[ASSIGNMENT]
From the line that includes "Point out the black" to the closing line of the data, please transcribe every line exactly and add nothing.

START AVAILABLE DATA

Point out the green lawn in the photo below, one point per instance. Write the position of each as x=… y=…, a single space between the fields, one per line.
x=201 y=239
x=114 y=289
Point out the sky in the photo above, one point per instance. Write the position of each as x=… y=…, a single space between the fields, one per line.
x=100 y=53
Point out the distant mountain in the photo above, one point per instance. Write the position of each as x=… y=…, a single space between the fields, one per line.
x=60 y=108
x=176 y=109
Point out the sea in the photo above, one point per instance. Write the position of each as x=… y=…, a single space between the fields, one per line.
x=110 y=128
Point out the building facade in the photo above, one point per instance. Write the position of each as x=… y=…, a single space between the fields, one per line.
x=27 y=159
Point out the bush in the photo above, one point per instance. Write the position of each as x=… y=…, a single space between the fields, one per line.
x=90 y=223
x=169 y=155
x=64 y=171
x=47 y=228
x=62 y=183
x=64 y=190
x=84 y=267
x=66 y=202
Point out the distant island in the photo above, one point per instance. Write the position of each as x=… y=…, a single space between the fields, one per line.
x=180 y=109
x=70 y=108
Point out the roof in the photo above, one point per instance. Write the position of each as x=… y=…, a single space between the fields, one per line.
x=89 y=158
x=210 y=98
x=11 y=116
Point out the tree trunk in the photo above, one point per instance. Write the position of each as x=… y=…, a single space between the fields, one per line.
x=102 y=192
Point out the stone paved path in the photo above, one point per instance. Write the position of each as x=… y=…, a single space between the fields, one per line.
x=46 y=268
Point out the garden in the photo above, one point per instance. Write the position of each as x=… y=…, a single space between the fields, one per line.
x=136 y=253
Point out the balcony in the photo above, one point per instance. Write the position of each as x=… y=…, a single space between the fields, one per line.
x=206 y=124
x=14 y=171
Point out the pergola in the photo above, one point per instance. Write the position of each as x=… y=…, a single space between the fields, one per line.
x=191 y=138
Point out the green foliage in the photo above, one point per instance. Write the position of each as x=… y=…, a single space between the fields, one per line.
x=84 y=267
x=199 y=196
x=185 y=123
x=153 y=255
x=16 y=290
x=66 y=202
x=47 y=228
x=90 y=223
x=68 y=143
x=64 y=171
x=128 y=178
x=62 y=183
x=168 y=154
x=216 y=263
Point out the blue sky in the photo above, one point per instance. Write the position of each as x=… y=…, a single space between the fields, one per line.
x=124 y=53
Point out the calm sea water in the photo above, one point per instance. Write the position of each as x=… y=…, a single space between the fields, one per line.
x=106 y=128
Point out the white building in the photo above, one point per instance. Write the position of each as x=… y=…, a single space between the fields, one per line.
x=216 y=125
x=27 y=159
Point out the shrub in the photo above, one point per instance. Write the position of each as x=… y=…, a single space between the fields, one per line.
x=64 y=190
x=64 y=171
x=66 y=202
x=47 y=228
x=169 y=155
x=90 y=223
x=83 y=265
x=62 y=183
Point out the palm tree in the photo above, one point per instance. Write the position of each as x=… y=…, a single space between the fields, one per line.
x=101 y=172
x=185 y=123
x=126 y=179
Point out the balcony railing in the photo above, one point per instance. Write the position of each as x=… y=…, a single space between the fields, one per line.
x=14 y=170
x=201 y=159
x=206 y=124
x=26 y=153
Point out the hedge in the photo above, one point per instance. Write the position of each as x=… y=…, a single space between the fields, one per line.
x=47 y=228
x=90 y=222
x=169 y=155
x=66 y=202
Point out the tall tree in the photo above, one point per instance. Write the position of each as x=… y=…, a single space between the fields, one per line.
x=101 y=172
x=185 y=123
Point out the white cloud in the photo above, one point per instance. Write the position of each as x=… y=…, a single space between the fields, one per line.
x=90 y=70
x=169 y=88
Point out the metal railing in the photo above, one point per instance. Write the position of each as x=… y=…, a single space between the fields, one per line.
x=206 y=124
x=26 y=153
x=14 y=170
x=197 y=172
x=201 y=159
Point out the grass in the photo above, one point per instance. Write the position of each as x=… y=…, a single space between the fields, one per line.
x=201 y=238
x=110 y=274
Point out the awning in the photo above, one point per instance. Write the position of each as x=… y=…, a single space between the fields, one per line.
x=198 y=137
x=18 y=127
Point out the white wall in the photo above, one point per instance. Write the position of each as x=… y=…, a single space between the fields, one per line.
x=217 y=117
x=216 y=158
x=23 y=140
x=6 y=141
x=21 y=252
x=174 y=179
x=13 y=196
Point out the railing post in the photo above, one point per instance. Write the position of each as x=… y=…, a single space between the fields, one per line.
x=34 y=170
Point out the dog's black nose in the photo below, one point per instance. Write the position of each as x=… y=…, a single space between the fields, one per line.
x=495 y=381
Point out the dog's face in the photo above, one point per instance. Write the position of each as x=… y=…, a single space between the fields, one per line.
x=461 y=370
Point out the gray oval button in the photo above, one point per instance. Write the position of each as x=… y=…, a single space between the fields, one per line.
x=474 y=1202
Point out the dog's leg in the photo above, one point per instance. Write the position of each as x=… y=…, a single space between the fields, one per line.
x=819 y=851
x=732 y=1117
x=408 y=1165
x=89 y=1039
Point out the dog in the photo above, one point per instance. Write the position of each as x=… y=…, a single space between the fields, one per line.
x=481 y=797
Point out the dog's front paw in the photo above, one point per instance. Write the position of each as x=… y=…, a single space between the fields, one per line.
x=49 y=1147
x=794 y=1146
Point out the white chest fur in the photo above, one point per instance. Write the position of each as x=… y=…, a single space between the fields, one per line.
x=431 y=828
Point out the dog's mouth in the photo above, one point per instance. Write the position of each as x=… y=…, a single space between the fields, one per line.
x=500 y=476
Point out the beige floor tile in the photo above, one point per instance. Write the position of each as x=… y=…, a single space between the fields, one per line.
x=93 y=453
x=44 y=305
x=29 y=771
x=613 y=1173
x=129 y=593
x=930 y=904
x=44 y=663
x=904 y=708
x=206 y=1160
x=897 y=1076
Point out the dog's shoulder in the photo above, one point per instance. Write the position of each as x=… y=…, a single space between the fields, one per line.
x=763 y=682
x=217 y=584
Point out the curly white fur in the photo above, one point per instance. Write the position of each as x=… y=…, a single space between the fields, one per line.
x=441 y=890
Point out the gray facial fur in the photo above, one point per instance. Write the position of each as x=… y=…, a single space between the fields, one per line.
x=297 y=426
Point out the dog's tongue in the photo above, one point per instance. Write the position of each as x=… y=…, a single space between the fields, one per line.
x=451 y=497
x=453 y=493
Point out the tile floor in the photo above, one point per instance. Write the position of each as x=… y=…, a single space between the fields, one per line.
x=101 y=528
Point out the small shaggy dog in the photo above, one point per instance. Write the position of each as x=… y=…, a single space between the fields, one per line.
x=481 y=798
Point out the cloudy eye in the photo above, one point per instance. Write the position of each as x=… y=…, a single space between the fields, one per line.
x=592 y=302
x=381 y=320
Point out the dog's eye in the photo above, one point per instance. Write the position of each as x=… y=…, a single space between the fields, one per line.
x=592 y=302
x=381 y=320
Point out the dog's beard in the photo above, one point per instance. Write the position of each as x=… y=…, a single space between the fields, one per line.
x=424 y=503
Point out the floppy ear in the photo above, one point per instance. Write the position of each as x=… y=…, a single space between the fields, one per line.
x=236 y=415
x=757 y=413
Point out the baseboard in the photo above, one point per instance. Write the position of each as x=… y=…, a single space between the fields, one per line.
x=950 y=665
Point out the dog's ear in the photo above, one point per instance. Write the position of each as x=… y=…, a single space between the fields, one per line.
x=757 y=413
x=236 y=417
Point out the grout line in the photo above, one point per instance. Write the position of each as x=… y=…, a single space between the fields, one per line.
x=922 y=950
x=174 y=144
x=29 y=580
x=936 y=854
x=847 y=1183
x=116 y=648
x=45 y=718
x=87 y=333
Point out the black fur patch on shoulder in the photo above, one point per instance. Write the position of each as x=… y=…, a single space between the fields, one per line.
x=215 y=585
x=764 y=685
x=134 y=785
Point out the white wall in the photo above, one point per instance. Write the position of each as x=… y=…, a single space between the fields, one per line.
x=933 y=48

END AVAILABLE DATA

[OUTPUT OF THE TASK]
Point out the black fur patch on shoulder in the photo above, one point per instance. Write the position of each as x=… y=…, a single space between the fields, one per line.
x=215 y=585
x=764 y=685
x=134 y=785
Point out the white wall in the photo above, one point per instance. Write the position of each as x=… y=…, a single space between the fields, one per line.
x=933 y=48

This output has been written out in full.